(Task objective)
Copy the records word for word, from their first line through the line that contains "POLYGON ((92 31, 92", including both.

(Records shown)
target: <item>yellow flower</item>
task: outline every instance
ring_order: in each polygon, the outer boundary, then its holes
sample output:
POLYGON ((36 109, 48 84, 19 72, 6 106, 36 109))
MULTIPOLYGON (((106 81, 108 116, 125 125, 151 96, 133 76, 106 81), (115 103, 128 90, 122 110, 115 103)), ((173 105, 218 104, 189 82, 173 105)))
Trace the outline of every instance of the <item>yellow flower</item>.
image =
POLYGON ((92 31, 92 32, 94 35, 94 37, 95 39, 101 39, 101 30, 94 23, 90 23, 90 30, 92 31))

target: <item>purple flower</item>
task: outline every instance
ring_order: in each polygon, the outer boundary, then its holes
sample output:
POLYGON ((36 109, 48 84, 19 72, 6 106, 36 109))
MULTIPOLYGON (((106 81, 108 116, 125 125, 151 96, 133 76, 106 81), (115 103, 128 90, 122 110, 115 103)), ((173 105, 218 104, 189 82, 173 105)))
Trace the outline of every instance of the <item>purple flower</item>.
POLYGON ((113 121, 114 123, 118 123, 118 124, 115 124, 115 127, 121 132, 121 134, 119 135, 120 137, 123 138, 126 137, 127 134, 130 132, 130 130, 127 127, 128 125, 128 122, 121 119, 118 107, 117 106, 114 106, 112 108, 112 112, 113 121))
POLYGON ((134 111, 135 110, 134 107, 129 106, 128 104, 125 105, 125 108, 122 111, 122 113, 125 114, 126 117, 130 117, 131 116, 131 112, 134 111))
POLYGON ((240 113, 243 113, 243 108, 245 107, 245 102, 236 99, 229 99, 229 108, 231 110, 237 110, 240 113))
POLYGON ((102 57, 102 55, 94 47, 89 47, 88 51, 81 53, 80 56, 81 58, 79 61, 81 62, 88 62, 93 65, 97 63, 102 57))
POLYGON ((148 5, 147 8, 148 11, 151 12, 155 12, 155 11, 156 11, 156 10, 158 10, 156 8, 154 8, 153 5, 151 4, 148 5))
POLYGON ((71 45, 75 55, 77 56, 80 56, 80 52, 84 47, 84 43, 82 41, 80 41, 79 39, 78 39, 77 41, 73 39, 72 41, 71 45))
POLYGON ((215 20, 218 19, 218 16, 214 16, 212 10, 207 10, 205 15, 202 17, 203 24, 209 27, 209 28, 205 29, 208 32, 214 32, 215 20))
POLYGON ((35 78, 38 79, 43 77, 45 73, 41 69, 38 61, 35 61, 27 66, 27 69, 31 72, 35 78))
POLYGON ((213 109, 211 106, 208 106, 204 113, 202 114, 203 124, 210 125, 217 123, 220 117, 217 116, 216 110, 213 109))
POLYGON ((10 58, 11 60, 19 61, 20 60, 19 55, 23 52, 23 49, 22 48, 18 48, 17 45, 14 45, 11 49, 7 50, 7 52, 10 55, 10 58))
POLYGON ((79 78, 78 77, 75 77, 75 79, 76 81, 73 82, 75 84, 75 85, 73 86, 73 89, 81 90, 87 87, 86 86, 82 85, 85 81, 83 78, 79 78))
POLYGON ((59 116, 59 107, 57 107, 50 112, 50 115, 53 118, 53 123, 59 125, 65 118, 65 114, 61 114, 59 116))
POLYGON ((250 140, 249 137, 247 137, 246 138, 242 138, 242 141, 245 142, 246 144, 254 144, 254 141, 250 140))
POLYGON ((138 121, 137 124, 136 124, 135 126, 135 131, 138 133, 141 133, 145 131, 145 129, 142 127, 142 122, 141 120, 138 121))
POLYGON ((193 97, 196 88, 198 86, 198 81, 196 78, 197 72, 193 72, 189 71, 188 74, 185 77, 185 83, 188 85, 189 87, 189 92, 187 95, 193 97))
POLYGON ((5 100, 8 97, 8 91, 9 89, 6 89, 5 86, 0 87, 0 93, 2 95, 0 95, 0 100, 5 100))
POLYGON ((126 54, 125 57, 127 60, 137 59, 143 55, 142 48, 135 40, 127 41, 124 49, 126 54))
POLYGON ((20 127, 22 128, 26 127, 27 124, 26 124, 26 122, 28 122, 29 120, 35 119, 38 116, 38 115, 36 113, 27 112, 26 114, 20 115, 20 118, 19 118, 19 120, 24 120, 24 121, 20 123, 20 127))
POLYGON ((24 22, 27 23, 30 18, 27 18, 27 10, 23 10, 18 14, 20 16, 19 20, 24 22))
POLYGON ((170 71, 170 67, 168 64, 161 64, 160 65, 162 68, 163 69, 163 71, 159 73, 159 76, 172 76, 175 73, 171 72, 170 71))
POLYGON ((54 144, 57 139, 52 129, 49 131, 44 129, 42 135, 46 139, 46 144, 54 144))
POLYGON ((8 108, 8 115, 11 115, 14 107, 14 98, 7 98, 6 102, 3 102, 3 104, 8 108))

(Written answer)
target: <item>yellow flower</item>
task: outline every instance
ring_order: in each polygon, the outer boundary, then its holes
sample output:
POLYGON ((36 109, 48 84, 19 72, 6 106, 36 109))
MULTIPOLYGON (((106 81, 108 116, 125 125, 151 96, 133 76, 106 81), (115 103, 128 90, 122 110, 115 103)), ((173 105, 218 104, 189 82, 173 105)))
Trace the outline of every instance of the <item>yellow flower</item>.
image =
POLYGON ((92 31, 92 32, 94 35, 94 37, 95 39, 101 39, 101 30, 94 23, 90 23, 90 30, 92 31))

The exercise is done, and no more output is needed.